» **COMPLETE THE FOLLOWING**
a: Transcribe the plesiosaur abstract from "The Vascularization of" up to and including "Jose Convention Center)".
b: According to the plesiosaur abstract, which software was used to calculate bone and vascular area per slice?

» **EXTRACT TO READ**
--------------------------------------------------

The Vascularization of a Fetal Plesiosaur with Comparisons to Extant Reptiles for Insight

Saturday, 14 February 2015
Exhibit Hall (San Jose Convention Center)
Angela Marchand, Marshall University, Huntington, WV
Plesiosaurs, an extinct group of Mesozoic marine reptiles, have long been the subject of multiple studies to understand their unique biology.  While studies using isotopes, comparative anatomy, and histology have brought new understanding about this group, much is still unknown including their movement abilities and ontogeny.  Clarification about plesiosaur movement and ontogeny is obtainable through the study of histology, though it entails destructive sampling of a specimen unless the specimen is scanned and viewed as a 3D image for analysis.  In this study, we present new virtual histological data obtained on a fetal plesiosaur long bone from the upper Maastrichtian Phosphates from Morocco using the synchrotron at the Advanced Light Sources at Lawrence Livermore Labs at Berkeley, California.  The studied material, which represents the second known fetal plesiosaur specimen and the first to be scanned using synchrotron tomography, provides an opportune look to understand the early stages of growth in a plesiosaur long bone.   Four virtual sections were realized along the shaft to calculate bone and vascular area per slice using Avizo and MicroView, providing unique constraints on blood supply in fetal plesiosaurs.  Comparisons with histological thin sections of a polycotilid  neonatal plesiosaur (UNSM 55810) long bone and literature on plesiosaur and extant reptile histology allows for an ontogenetic sequence of a plesiosaur long bone to be constructed.   The ontogenetic sequence constructed in this work provides a groundwork for later biomechanical analyses on the plesiosaur flipper to further understand their movement.

--------------------------------------------------

» **GIVEN DATA**
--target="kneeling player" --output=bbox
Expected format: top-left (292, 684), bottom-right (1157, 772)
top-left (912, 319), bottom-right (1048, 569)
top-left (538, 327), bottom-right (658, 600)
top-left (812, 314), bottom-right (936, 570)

--------------------------------------------------

» **ANSWERS TO THE PROBLEMS**
a:
The Vascularization of a Fetal Plesiosaur with Comparisons to Extant Reptiles for Insight

Saturday, 14 February 2015
Exhibit Hall (San Jose Convention Center)

b: Avizo and MicroView